Filters have their own parameters.You need to modify these parameters to control the behaviours of the filters, or you need to get the parameter values to know the processing results of the filter exectuion. You can set or get the values of the parameters by using commands "fset" and "fget".

• fset <filter instance name> <parameter name#1> <value#1> <parameter name#2> <value#2> ..... <parameter name#n> <value#n>
  Setting the filter parameter. You can specify arbitrary number of combinations of the parameter name and the value. (However actually the number is limited by the character length: the length should be less than 1024.)
• fget <fitler instance name> <parameter name#1> <parameter name#2> ..... <parameter name#n>
  Getting the filter parameters. You can specifiy multiple parameters, and the parameters are returned as space separated strings.

To run the filter graph, there are some commands to note.

• cyc <time in second>
  specifying the cycle time of the filter execution. (default 1/60 sec) This paramter should be specified befor running filter graphs.

• trat
  Time rate specification. Only for offline mode, the time passes specified rate to the actual speed. (default 1) If you want to execute graph faster, please specify the integer value larger than 1.

• online <yes | no>
  There two modes running filter graphs; One is online, another is offline. In the offline mode, pause state and step execution is supported. Step execution is useful during designing algorithms which cannot be ran at realtime. "pause" and "step" are described later. The mode should be specified before running filter graph.

• go [<start time> [<end time>]]
  Desc: Running filter graph. For online mode, the command simply execute filter graph. For ofline mode, The filter graph is executed from the specified start time and to the end time. When the time is reached to the end time specified, the filter graph transits the state to "pause". Time should be specified aws's common format.(See Etc)

• pause
  If the online mode is enabled, you can pause the execution by this command. The state is again back to running state by executing "go" command without specifying start and end time. "step" command can be used to run graphs few cycles and pause again.

• step [<absolute time> | c <number of cycles>]
  For pause state, you can step to the specified time. If no argument is specified, step run one cycle from the current time. If a argument is specified, the filter graph jumps to the specified time. Finally if following after "c", the filter graph jumps to specified cycles later.

• stop
  Stopping filter graphs.

• quit
  Shutdown aws process.

• finf [{n <filter id> | <filter name>}]
  Getting fitler information. If no argument specified, the nubmer of filters registerd in the process is returned. If n <filter id> is specified, the filter information is returned according to the id. If <filter name> is specified the filter information is returned according to the name. The filter information is currently set as <name> <id> <num params> <num input chans> <num output chans>. Using this information, you can enumerate further information related to the filter. Of course, I'm planning to implement new commands as they are.

★ ★ ★ ★ ★

(Problems and tasks):
1. In the text on filter commands, what is the default cycle time of filter execution?
2. From the text on filter commands, output everything from "To run the filter" down to "running filter graphs.", copied word for word.

(Material provided):
★ ★ ★ ★ ★

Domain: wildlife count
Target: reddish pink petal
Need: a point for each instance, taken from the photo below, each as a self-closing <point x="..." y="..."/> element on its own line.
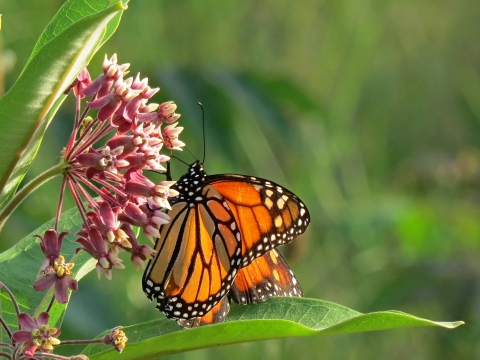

★ ★ ★ ★ ★

(Exercise responses):
1. 1/60 sec

2.
To run the filter graph, there are some commands to note.

• cyc <time in second>
  specifying the cycle time of the filter execution. (default 1/60 sec) This paramter should be specified befor running filter graphs.